(A portion of a data file)
"""

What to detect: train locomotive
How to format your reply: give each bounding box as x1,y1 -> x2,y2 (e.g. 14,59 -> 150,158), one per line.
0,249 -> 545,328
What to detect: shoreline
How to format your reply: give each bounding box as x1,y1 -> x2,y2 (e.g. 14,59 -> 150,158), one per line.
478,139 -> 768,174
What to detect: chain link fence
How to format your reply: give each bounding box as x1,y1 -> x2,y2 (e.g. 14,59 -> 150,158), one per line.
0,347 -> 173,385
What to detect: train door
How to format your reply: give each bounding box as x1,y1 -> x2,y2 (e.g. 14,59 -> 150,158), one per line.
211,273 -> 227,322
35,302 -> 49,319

"""

Lay out every line of the material above as a Markdown table with the columns Row and Line, numbering each row and skipping any blank lines.

__Problem solution__:
| Row | Line |
|---|---|
| 1 | What to detect: train locomotive |
| 2 | How to format your reply: give each bounding box as x1,y1 -> x2,y2 (e.g. 14,59 -> 150,158), one per line. |
| 3 | 0,249 -> 545,328 |
| 4 | What to detect: shoreline |
| 5 | How to format your reply: give each bounding box as x1,y1 -> x2,y2 (e.g. 14,59 -> 150,158), one per line. |
| 6 | 478,139 -> 768,174 |
| 7 | What to detect: chain link fence |
| 8 | How to format your reply: give each bounding box as x1,y1 -> x2,y2 (e.g. 14,59 -> 150,158), one per line. |
| 9 | 0,347 -> 173,385 |
| 10 | What to detect: train door |
| 11 | How to format your reply: give each bounding box as x1,y1 -> x2,y2 (e.g. 14,59 -> 150,158), one per line. |
| 12 | 211,273 -> 227,322 |
| 13 | 35,302 -> 49,319 |